# Task:
Copy the material below, swapping "segmenter" for "outlining tool" and keeping everything else unchanged. Leave the pictures out.

┏━━

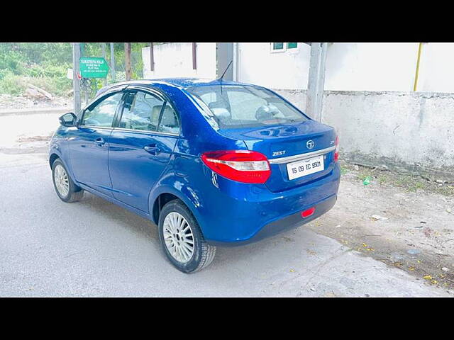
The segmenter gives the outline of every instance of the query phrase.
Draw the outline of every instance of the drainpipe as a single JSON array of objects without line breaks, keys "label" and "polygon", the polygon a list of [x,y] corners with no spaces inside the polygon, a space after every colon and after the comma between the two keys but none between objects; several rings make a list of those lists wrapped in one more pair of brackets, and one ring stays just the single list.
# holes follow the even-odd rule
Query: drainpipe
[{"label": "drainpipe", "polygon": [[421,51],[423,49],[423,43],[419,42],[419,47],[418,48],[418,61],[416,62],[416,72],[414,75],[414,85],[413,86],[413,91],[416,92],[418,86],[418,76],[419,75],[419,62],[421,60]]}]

┗━━

# Right answer:
The outlining tool gives the outline of every instance of the query phrase.
Draw the outline of every instance of the drainpipe as a single JSON array of objects without line breaks, keys "label" and "polygon", the polygon a list of [x,y] corners with no spaces inside the polygon, a space after every colon and after the comma between the two keys but none between objects; several rings make a list of those lists wrapped in one more pair of brackets, and one ring stays just the single list.
# holes follow the even-odd rule
Query: drainpipe
[{"label": "drainpipe", "polygon": [[421,51],[423,49],[423,43],[419,42],[419,47],[418,48],[418,61],[416,62],[416,72],[414,75],[414,85],[413,86],[413,91],[416,92],[418,86],[418,76],[419,75],[419,62],[421,60]]}]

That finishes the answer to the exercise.